Given problem: In the article below about the Kalshi appeals ruling, which phrases date an event by a day, a season, or a month?

Selected text:
○ ○ ○

A federal appeals court in Philadelphia handed a significant victory to prediction market platform Kalshi on Monday, ruling that New Jersey has no claim to regulate the platform under existing state gambling laws. Wagers on Kalshi—including those related to sports—instead fall under the federal purview of the CFTC, a panel of federal appeals judges ruled 2-1. Basically, the Garden State got told to stay in its lane while the grown-ups at the CFTC handle the real degens.

The appeals court affirmed a preliminary injunction granted last spring against New Jersey, after gambling regulators in the state sent Kalshi a cease-and-desist order. State regulators had argued Kalshi's sports-related markets were unregistered sports bets by another name; Kalshi argued they were event contracts exclusively regulated by the CFTC. New Jersey basically tried to pull a "it's just a duck" move, but the court wasn't buying it—no matter how much it quacks like a sportsbook, apparently it's actually a futures contract. We promise.

Last April, a federal judge in New Jersey sided with Kalshi, ruling the state could not enforce a ban on the platform as the case proceeded to trial—because Kalshi was likely to succeed on the merits of its case. Now, two appellate judges have come to the same conclusion. The writing was on the wall so clearly you could read it from space, and New Jersey's legal team somehow decided to keep betting on red.

○ ○ ○

Records supplied:

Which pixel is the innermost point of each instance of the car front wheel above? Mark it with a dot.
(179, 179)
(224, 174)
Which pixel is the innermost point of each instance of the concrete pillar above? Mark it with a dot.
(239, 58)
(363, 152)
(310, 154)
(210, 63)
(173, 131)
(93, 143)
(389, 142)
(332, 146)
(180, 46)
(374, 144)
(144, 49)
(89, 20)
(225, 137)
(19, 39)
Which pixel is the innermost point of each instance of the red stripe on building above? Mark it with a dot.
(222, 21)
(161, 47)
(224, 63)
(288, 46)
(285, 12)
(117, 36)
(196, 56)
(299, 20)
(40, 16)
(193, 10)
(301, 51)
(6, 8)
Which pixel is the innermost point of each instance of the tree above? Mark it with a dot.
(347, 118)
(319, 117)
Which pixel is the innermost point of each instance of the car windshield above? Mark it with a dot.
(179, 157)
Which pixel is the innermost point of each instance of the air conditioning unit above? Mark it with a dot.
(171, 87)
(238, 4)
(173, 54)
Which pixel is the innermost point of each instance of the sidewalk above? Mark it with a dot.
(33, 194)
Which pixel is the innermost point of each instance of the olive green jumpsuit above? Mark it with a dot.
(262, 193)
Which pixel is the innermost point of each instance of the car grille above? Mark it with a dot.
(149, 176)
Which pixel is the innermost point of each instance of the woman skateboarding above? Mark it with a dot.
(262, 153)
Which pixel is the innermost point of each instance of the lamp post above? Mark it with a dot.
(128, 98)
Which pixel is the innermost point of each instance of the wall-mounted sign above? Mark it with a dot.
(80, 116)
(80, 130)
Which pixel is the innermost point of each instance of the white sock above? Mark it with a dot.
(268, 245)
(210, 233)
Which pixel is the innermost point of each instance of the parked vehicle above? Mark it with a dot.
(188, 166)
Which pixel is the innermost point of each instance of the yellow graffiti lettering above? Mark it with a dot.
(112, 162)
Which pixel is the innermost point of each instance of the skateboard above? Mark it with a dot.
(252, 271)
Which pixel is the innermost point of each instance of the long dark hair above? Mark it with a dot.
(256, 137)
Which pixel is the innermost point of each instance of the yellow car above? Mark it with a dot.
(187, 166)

○ ○ ○

Answer:
- on Monday
- last spring
- Last April